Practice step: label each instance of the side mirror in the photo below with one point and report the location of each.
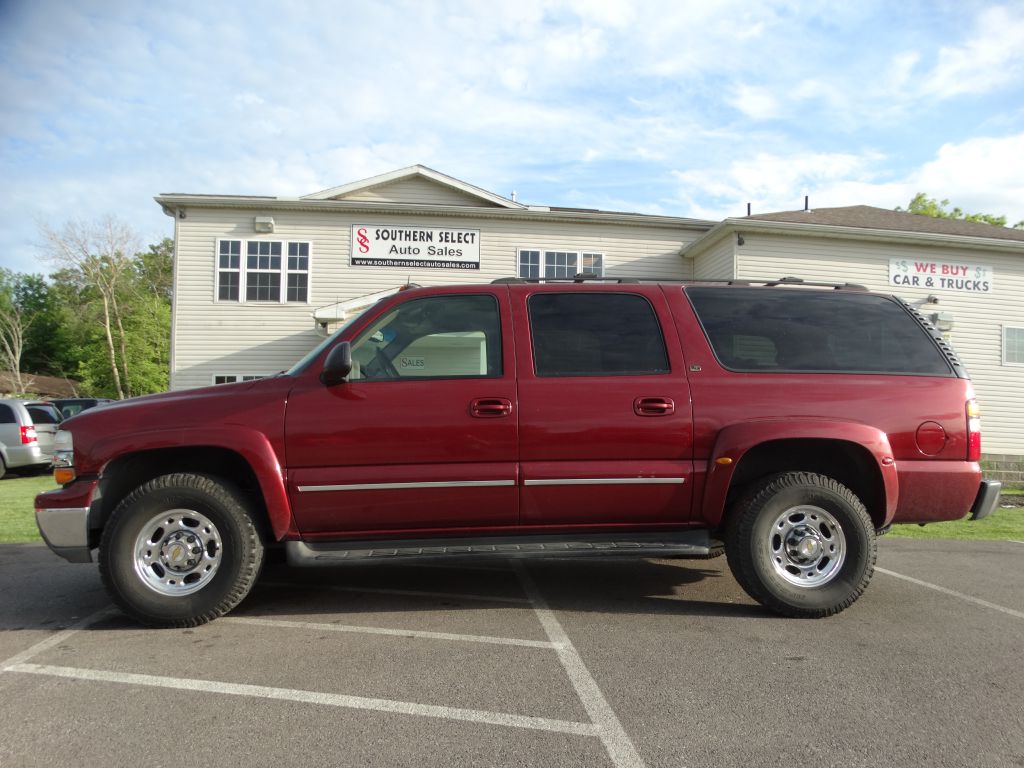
(338, 365)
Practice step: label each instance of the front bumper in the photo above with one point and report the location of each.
(988, 497)
(62, 517)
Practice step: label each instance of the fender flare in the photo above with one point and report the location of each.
(735, 440)
(251, 444)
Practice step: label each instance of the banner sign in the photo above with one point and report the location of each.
(956, 276)
(416, 247)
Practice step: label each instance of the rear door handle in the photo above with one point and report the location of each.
(653, 407)
(489, 408)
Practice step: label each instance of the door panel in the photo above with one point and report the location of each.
(600, 448)
(423, 436)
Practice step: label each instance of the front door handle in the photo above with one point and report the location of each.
(489, 408)
(653, 407)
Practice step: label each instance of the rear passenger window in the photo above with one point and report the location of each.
(814, 331)
(596, 334)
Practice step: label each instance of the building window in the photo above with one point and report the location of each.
(264, 271)
(536, 263)
(438, 337)
(232, 378)
(298, 271)
(1013, 345)
(227, 269)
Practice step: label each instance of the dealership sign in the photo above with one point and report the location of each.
(416, 247)
(956, 276)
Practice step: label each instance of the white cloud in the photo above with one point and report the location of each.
(759, 103)
(587, 102)
(991, 57)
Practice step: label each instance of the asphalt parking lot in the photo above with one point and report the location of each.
(556, 663)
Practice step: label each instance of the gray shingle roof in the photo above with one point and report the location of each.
(866, 217)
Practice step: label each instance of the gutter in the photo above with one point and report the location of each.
(741, 226)
(178, 203)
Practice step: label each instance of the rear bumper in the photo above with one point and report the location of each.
(27, 456)
(988, 497)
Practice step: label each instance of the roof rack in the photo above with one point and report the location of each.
(588, 278)
(580, 278)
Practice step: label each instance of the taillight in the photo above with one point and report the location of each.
(973, 431)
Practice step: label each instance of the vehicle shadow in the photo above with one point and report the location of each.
(608, 585)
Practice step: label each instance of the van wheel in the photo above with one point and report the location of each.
(180, 551)
(802, 545)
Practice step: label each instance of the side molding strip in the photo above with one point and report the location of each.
(609, 481)
(398, 485)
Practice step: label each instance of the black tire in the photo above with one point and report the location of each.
(180, 550)
(802, 545)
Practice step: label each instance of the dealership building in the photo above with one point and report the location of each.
(258, 281)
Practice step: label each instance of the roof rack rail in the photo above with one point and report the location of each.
(790, 281)
(787, 281)
(580, 278)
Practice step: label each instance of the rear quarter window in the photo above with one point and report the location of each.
(596, 334)
(814, 331)
(43, 414)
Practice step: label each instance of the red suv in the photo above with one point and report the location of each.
(788, 421)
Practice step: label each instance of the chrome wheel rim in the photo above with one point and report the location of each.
(807, 546)
(177, 552)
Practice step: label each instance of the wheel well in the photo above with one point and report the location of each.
(126, 473)
(846, 462)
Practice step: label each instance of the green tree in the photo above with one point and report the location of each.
(926, 206)
(117, 324)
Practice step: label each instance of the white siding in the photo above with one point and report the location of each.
(212, 337)
(416, 190)
(718, 263)
(979, 318)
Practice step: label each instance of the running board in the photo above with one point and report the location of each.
(679, 544)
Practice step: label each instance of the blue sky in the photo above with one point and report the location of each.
(679, 108)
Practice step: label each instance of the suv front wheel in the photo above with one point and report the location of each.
(180, 550)
(801, 544)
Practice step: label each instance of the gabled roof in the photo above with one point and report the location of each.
(416, 171)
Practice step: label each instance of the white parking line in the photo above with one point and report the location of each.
(953, 593)
(615, 740)
(403, 593)
(55, 639)
(315, 697)
(321, 627)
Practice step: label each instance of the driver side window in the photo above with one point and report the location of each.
(438, 337)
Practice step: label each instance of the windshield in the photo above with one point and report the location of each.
(313, 353)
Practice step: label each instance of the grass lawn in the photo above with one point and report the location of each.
(17, 517)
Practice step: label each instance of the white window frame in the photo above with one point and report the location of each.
(543, 263)
(243, 271)
(235, 378)
(1006, 338)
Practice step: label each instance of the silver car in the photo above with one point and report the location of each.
(27, 431)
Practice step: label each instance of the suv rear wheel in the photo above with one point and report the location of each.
(802, 545)
(180, 551)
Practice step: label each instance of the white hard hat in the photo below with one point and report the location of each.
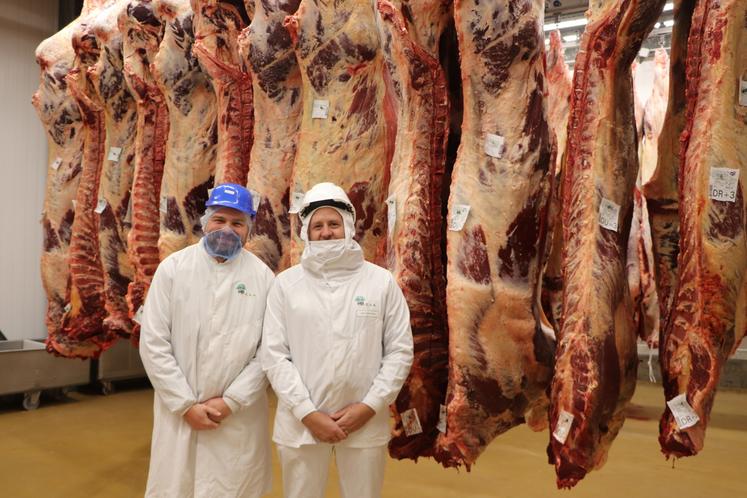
(325, 194)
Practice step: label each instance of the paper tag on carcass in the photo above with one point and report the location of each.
(609, 214)
(458, 217)
(411, 422)
(494, 145)
(100, 206)
(114, 153)
(296, 201)
(320, 109)
(683, 413)
(563, 427)
(391, 215)
(723, 184)
(441, 419)
(255, 199)
(138, 318)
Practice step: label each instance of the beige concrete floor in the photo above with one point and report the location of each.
(95, 446)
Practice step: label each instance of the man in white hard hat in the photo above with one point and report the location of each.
(337, 348)
(201, 327)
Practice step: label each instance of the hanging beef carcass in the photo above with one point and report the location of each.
(596, 360)
(500, 360)
(640, 250)
(558, 102)
(190, 154)
(83, 334)
(61, 119)
(267, 51)
(709, 313)
(120, 119)
(662, 191)
(141, 32)
(415, 222)
(217, 24)
(347, 126)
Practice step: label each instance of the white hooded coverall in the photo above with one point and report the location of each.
(201, 328)
(336, 332)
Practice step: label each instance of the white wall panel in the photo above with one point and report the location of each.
(23, 156)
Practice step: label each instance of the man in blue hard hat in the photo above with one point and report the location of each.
(201, 327)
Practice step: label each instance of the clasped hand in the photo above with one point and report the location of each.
(337, 426)
(207, 415)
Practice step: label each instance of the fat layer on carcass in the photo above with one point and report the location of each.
(60, 117)
(596, 360)
(113, 205)
(348, 122)
(266, 49)
(217, 24)
(500, 361)
(82, 323)
(191, 145)
(142, 32)
(709, 313)
(414, 219)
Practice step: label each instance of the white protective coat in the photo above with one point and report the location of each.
(336, 332)
(201, 328)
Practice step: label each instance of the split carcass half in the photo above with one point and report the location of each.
(596, 359)
(348, 121)
(500, 360)
(266, 49)
(191, 146)
(415, 222)
(709, 313)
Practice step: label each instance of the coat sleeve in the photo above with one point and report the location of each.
(276, 359)
(155, 344)
(398, 355)
(251, 383)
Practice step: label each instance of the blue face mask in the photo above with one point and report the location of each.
(223, 243)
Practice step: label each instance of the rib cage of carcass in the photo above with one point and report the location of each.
(498, 192)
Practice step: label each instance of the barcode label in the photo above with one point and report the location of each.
(723, 184)
(683, 413)
(458, 217)
(441, 419)
(563, 427)
(255, 199)
(320, 109)
(494, 145)
(609, 214)
(391, 215)
(411, 422)
(114, 153)
(100, 206)
(296, 202)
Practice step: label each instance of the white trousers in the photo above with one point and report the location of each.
(305, 470)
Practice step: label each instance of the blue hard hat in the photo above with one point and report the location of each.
(233, 196)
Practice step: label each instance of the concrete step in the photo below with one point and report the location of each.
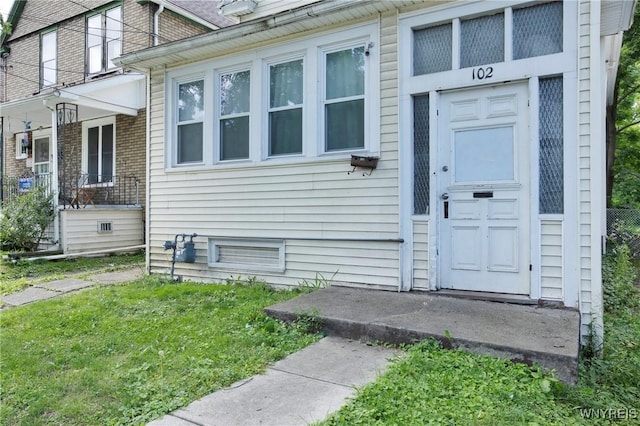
(528, 334)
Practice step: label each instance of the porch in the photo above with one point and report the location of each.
(78, 190)
(94, 212)
(529, 334)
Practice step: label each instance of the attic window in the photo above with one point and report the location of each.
(237, 7)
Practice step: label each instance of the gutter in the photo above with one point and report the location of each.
(161, 54)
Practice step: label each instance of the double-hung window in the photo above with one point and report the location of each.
(99, 150)
(48, 59)
(190, 116)
(234, 110)
(344, 102)
(286, 103)
(104, 40)
(285, 108)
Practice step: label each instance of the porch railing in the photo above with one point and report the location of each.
(13, 186)
(80, 190)
(83, 190)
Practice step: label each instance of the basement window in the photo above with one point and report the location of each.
(243, 254)
(105, 227)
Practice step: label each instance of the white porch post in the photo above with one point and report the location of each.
(54, 175)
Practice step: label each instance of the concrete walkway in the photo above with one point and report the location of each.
*****
» About this task: Transcribe every record exactly and omit each image.

» Exercise response:
Practice step: label each instance of the side mirror in the photo below with one point and report the location of each.
(338, 365)
Practice step: label each instance of the front bumper in the photo above with one point and report the location of each.
(988, 497)
(62, 517)
Practice step: label each instance of the fender flare in the photo above with one point and report the location of each.
(735, 440)
(251, 444)
Practice step: label each instance of the banner sign in the photo above with one point and report the location of each.
(956, 276)
(416, 247)
Practice step: label each instance of the rear door handle in the photo above with one point and report the location of each.
(653, 407)
(489, 408)
Practice step: label each instance of the door panel in the photo above with one point and report the location of each.
(600, 448)
(423, 436)
Practice step: label each instance of the front door handle in the photo above with one point and report the location of each.
(489, 408)
(653, 407)
Practice step: label each instance of the rear passenger window in the photo above with one point and report the location of each.
(814, 331)
(596, 334)
Practice step: label each instance of the building window in the photo above with one point and report the location of each.
(264, 271)
(536, 263)
(438, 337)
(232, 378)
(298, 271)
(1013, 345)
(227, 269)
Practice step: label each instance of the dealership sign in the photo above with one point and report the location of each.
(416, 247)
(956, 276)
Practice step: label each instance of the white cloud in the photo above with one point and report the location of each.
(759, 103)
(587, 102)
(991, 57)
Practice step: label each instance of the asphalt parking lot in the photo above with one point and report the location of each.
(556, 663)
Practice step: label each instance of the gray shingle roof in the photo above with one point and report the location of each.
(866, 217)
Practice step: label each instance of the gutter in the photo above with one point and report the location of each.
(741, 226)
(178, 203)
Practice step: label each instance of the rear bumper in the photo above with one point and report the location of each.
(27, 456)
(988, 497)
Practice step: label each instance of the roof rack in the photo above with one point and report the location of each.
(588, 278)
(580, 278)
Practice step: label each instance of the taillight in the photo above with one point and report the location of each.
(973, 431)
Practice step: label each instance of the vehicle shadow in the photo above with one point and report the location of each.
(608, 585)
Practice step: label each instance of the van wheel in the photo above with one point and report the location of each.
(180, 551)
(802, 545)
Practice step: label each instance of the side molding strip in the photo above with one point and report the location of each.
(609, 481)
(398, 485)
Practice step: label each instance of the black tire in the photo above with one point and report the location of each.
(180, 550)
(802, 545)
Practice step: label each instance of the dealership building in the photo above with one point and report the location of each.
(258, 281)
Practice step: label each instance of the roof rack rail in the photo above with one point and report the location of each.
(790, 281)
(787, 281)
(580, 278)
Practice step: label each instance of the rear quarter window in the photo above with one point and report the location of each.
(596, 334)
(814, 331)
(43, 414)
Practice step: label each instance of the red suv in the photo above with one point and report the location of each.
(788, 421)
Practice step: label each instance of the chrome wheel rim in the photo above with one point and report the location of each.
(807, 546)
(177, 552)
Practice step: label each instance of the wheel well in the photo above with one point and report the location of each.
(126, 473)
(846, 462)
Practice step: label each instance of the green tree in the photo above with one point and report the location of each.
(926, 206)
(117, 324)
Practice step: label each instance of the white siding in the photo above with one point and report the location of each.
(212, 337)
(416, 190)
(718, 263)
(979, 318)
Practice step: label each instance of the running board in the photo above with one point and report the location of each.
(679, 544)
Practice step: label each instance of the blue sky in the photo above with one point and report the location of each.
(679, 108)
Practice step: label each instance of the suv front wheel in the photo above with one point and report the location of each.
(180, 550)
(801, 544)
Practice step: label each instance of the gabled roof in the photo above with one point and report the location of each.
(416, 171)
Practice step: label each instance of the white parking line in the photo above with one point and report the location of each.
(953, 593)
(615, 740)
(403, 593)
(55, 639)
(315, 697)
(321, 627)
Practice step: label each instance of the driver side window in the photo above with one point and report the location of each.
(438, 337)
Practice step: label each instance of the windshield in the photo above with one point and report the location of each.
(313, 353)
Practice step: label each instance of the grass lawn in the photo above with one point and report the location of each.
(17, 517)
Practice step: label each instance of the white window frame in the photo above with one point and report the location of each.
(543, 263)
(243, 271)
(235, 378)
(1006, 338)
Practice step: label each instance of the silver car in the photo above with one point and report the location of each.
(27, 431)
Practice step: label each instance of the suv rear wheel in the photo above with one point and report the location of each.
(802, 545)
(180, 551)
Practice step: label each instance of the white hard hat in the photo below with one point and report the location of each.
(325, 194)
Practice step: label each instance of the paper tag on carcass in the photo above with one point and report the location of each.
(609, 214)
(458, 217)
(411, 422)
(494, 145)
(100, 206)
(114, 153)
(296, 201)
(320, 109)
(683, 413)
(563, 427)
(391, 215)
(723, 184)
(441, 419)
(255, 199)
(138, 318)
Practice step: label each instance of the beige concrete floor in the photo above with one point and report the location of each.
(95, 446)
Practice step: label each instance of the man in white hard hat in the photo above with one point and report the location of each.
(337, 348)
(201, 327)
Practice step: label each instance of the hanging beef carcass in the photo above with one point and report the location of each.
(596, 360)
(500, 360)
(640, 250)
(558, 102)
(190, 154)
(83, 334)
(61, 119)
(267, 51)
(709, 313)
(120, 119)
(662, 191)
(141, 32)
(415, 222)
(217, 24)
(347, 126)
Practice step: label each instance of the white hooded coverall in the photo above with one point and report the location of each.
(201, 328)
(336, 332)
Practice step: label each instance of the white wall panel in the photo above with one point and report the location of each.
(23, 156)
Practice step: label each instance of the man in blue hard hat in the photo above with one point and report the location of each.
(201, 327)
Practice step: label each instance of the clasped hand in the photo above with one point and report the location of each.
(337, 426)
(207, 415)
Practice step: label each instance of the fat layer on carcass in the photo above with one point and report the location of each.
(60, 117)
(596, 360)
(113, 205)
(348, 122)
(266, 49)
(217, 24)
(500, 361)
(82, 323)
(191, 145)
(142, 32)
(709, 313)
(414, 219)
Practice step: label each instance of the white protective coat in the photo above with one point and report the location of each.
(336, 332)
(201, 328)
Practice step: label each instance of the split carcass half in the photo above with one point and report the location of each.
(596, 359)
(348, 121)
(500, 360)
(266, 49)
(191, 146)
(415, 222)
(709, 313)
Practice step: label each instance of the coat sleeve in the photo above with one point and report the location of each.
(276, 359)
(155, 344)
(398, 355)
(251, 383)
Practice step: label each instance of the blue face mask in the photo above with one point and report the location of each.
(223, 243)
Practice step: label each instance of the rib cage of carcass in the photo above with one point and report the location of each.
(498, 192)
Practice step: label each instance of the barcode label in the photo above with one point and report the location of each.
(723, 184)
(683, 413)
(458, 217)
(441, 419)
(563, 427)
(255, 199)
(320, 109)
(494, 145)
(609, 214)
(391, 215)
(411, 422)
(114, 153)
(100, 206)
(296, 202)
Practice step: label each instance of the white trousers in the photo above with one point and report the location of each.
(305, 470)
Practice step: label each instance of the blue hard hat in the photo above with one point and report the location of each.
(233, 196)
Practice step: label each instance of the concrete step in the photo below with one point and report the location of each.
(528, 334)
Practice step: label each instance of the porch in the photo above with one point and report the location of each.
(78, 190)
(94, 212)
(529, 334)
Practice step: label each instance of the attic window in the photo above with one point and report the location of each.
(237, 7)
Practice step: label each instance of the gutter in the photo above with one point and report the location of each.
(161, 54)
Practice step: label each instance of the double-hung window in the photo above with one point and report the location of each.
(99, 150)
(48, 59)
(190, 116)
(234, 110)
(344, 102)
(286, 103)
(104, 40)
(285, 108)
Practice step: label each instance of the porch railing in the photo above with one point and report the location of each.
(13, 186)
(80, 190)
(83, 190)
Practice step: label each instance of the basement window in the photo above with one point and report the location of each.
(243, 254)
(105, 227)
Practice step: label each instance of the white porch post in the photo above with one point and report the location of each.
(54, 175)
Practice step: label each instance of the concrete walkway in the photo above with one point and report the location of each.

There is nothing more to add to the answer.